= REQUIRED WORK =
In the listing below, find the line containing "In the photo above, where can the gravel" and the line containing "In the photo above, where can the brown". Repeat exactly those two lines and every line between them.

= EXERCISE DATA =

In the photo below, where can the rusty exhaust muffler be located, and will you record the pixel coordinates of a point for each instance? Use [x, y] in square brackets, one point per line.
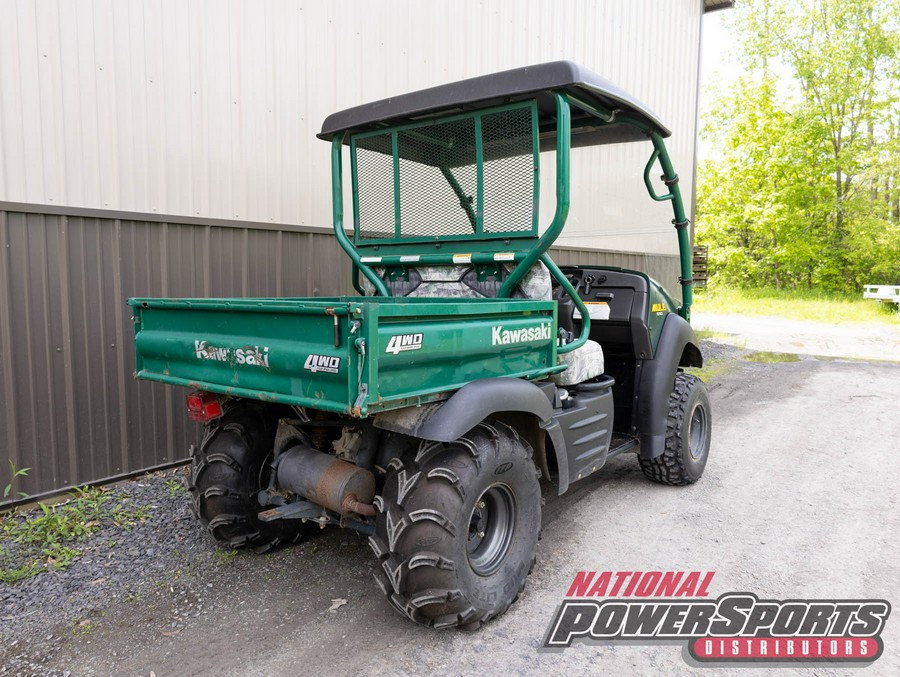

--

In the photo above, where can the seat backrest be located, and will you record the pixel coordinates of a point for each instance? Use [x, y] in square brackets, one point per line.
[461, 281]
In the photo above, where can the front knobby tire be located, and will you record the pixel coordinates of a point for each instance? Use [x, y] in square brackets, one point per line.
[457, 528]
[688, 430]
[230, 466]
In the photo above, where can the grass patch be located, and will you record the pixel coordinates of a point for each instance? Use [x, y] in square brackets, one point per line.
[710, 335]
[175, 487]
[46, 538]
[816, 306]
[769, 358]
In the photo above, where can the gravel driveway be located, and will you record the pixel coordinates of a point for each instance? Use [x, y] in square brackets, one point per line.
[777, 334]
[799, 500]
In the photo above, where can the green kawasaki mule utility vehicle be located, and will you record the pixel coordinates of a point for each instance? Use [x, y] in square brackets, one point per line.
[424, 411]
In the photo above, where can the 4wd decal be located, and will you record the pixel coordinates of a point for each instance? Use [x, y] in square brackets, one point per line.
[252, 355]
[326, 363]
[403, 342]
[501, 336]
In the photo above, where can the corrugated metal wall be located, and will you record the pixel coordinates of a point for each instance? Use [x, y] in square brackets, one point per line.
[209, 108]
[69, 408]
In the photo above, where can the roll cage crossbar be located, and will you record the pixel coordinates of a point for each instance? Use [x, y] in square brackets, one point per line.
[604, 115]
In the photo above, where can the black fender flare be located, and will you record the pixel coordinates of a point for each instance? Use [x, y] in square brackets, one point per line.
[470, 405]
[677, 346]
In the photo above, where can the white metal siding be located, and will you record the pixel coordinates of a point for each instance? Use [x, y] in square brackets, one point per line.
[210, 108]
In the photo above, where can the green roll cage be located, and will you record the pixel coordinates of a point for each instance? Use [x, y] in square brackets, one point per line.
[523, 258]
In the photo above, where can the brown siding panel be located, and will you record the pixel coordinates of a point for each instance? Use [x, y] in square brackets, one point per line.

==

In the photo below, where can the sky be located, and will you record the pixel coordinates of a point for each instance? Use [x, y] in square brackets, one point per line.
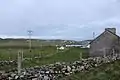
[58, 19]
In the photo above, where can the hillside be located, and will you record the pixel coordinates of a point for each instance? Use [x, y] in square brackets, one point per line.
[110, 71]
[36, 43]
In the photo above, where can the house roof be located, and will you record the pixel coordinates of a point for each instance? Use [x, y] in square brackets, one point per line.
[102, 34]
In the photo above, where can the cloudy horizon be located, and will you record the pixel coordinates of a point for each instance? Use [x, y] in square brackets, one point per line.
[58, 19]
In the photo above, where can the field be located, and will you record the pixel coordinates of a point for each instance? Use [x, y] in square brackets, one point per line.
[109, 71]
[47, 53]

= EXERCISE SOLUTION =
In the photo above, where can the gravel driveway be located, and will you record the pixel coordinates of a point for each instance? Use [x, y] in square brackets, one point per line.
[777, 334]
[799, 500]
In the photo above, where can the green kawasaki mule utility vehicle be located, and will you record the pixel coordinates of a point for each instance? Use [x, y] in square brackets, one point per line.
[424, 411]
In the photo above, where can the 4wd decal be located, and will you record the pixel coordinates of a point for each instance? Use [x, y] in square brackets, one point per line.
[252, 355]
[326, 363]
[403, 342]
[501, 336]
In the photo above, where can the corrugated metal wall be located, and will you record the pixel coordinates of a point for each instance? Use [x, y] in square brackets, one point per line.
[209, 108]
[69, 408]
In the photo above, where can the roll cage crossbar be located, and will you record the pixel coordinates of a point for each instance? Use [x, y] in square brackets, one point per line.
[604, 115]
In the photo above, where can the black fender flare be located, and will you record the pixel coordinates of a point for each instance? Use [x, y] in square brackets, one point per line.
[470, 405]
[677, 346]
In the photo above, where can the white metal siding be located, and will you record the pixel coordinates of a point for each instance? Use [x, y] in square brackets, one point per line.
[210, 108]
In the photo above, where can the green roll cage be located, and will you record the pixel coordinates of a point for each instance? Use [x, y] in square brackets, one point per line.
[523, 258]
In the photo above, where can the brown siding panel be located, and will you record the pixel coordinates of a point for each instance? Use [x, y] in square brackets, one point per line.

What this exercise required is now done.